Stored records:
_ _ _ _
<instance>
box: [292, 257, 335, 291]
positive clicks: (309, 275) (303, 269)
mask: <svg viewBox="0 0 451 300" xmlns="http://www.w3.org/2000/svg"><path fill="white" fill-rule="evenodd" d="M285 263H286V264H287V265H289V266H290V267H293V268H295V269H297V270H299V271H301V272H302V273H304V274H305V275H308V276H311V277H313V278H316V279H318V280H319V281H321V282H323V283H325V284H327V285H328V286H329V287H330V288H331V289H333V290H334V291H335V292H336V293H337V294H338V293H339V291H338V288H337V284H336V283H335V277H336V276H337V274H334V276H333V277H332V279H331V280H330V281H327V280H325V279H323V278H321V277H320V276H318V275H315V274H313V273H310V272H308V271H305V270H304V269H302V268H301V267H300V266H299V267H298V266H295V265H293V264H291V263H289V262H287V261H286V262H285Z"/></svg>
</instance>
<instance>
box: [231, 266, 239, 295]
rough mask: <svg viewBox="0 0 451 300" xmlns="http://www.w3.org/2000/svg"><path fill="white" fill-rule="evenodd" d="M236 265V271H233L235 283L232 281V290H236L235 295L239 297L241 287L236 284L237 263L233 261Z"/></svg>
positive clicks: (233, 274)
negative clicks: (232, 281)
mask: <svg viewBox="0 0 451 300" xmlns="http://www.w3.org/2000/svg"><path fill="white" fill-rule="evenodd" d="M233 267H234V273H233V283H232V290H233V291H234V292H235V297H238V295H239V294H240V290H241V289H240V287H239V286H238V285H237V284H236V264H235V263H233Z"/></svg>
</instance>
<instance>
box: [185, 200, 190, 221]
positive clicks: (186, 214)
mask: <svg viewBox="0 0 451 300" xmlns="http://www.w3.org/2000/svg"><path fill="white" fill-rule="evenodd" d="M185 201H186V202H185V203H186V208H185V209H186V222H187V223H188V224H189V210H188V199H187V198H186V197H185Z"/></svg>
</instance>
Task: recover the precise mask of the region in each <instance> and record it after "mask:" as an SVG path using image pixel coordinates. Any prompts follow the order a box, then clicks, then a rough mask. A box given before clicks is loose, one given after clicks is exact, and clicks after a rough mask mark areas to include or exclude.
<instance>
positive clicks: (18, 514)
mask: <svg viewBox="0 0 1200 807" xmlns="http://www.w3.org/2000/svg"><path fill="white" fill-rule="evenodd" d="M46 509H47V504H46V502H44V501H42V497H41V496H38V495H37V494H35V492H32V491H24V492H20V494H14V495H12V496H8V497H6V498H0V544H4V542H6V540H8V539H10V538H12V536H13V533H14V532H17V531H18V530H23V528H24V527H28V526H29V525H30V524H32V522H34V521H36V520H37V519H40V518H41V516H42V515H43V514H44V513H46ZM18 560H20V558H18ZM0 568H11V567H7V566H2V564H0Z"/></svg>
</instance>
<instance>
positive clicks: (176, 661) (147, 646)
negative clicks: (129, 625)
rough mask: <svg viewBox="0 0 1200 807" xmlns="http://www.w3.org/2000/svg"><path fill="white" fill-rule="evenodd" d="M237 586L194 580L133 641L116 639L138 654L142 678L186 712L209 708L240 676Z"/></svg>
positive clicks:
_ _ _ _
Quote the lines above word for word, from the first one to the last.

<instance>
box: [292, 257, 335, 291]
positive clicks: (309, 275) (303, 269)
mask: <svg viewBox="0 0 451 300" xmlns="http://www.w3.org/2000/svg"><path fill="white" fill-rule="evenodd" d="M285 263H286V264H287V265H289V266H290V267H293V268H295V269H297V270H299V271H301V272H302V273H304V274H305V275H308V276H311V277H313V278H316V279H318V280H319V281H321V282H323V283H325V284H327V285H328V286H329V287H330V288H331V289H333V290H334V291H335V292H336V293H337V294H338V293H339V291H338V288H337V284H336V283H335V277H336V276H337V274H334V276H333V277H332V279H331V280H330V281H327V280H325V279H323V278H321V277H320V276H318V275H315V274H313V273H310V272H308V271H305V270H304V269H302V268H301V267H300V266H299V267H298V266H295V265H293V264H291V263H289V262H287V261H286V262H285Z"/></svg>
</instance>
<instance>
box: [231, 266, 239, 295]
rough mask: <svg viewBox="0 0 451 300" xmlns="http://www.w3.org/2000/svg"><path fill="white" fill-rule="evenodd" d="M236 265V271H233L235 283L232 281V290H236L235 295L239 297L241 287L236 284L237 263L233 261Z"/></svg>
positive clicks: (233, 274)
negative clicks: (232, 281)
mask: <svg viewBox="0 0 451 300" xmlns="http://www.w3.org/2000/svg"><path fill="white" fill-rule="evenodd" d="M233 267H234V273H233V283H232V290H233V291H234V292H235V297H238V295H239V294H240V290H241V289H240V287H239V286H238V285H237V284H236V264H235V263H233Z"/></svg>
</instance>
<instance>
box: [185, 200, 190, 221]
positive clicks: (186, 214)
mask: <svg viewBox="0 0 451 300" xmlns="http://www.w3.org/2000/svg"><path fill="white" fill-rule="evenodd" d="M185 201H186V202H185V203H186V208H185V209H186V222H187V223H188V224H189V210H188V199H187V198H186V197H185Z"/></svg>
</instance>
Task: recover the precise mask of the region in each <instance> and record it after "mask:" as an SVG path using image pixel coordinates. Any prompts follow the order a box, then clicks, then a rough mask. A box given before clicks is loose, one given after clicks is exact, and clicks after a rough mask mark areas to include or exclude.
<instance>
positive clicks: (18, 514)
mask: <svg viewBox="0 0 1200 807" xmlns="http://www.w3.org/2000/svg"><path fill="white" fill-rule="evenodd" d="M46 509H47V504H46V502H44V501H42V497H41V496H38V495H37V494H35V492H32V491H24V492H20V494H14V495H12V496H8V497H6V498H0V544H4V542H6V540H8V539H10V538H12V536H13V533H14V532H17V531H18V530H23V528H24V527H28V526H29V525H30V524H32V522H34V521H36V520H37V519H40V518H41V516H42V515H43V514H44V513H46ZM18 560H20V558H18ZM0 568H11V567H7V566H2V564H0Z"/></svg>
</instance>
<instance>
positive clicks: (176, 661) (147, 646)
negative clicks: (129, 625)
rough mask: <svg viewBox="0 0 1200 807" xmlns="http://www.w3.org/2000/svg"><path fill="white" fill-rule="evenodd" d="M237 586L194 580L133 641L116 639L138 654L142 678L186 712L209 708L240 676Z"/></svg>
positive clicks:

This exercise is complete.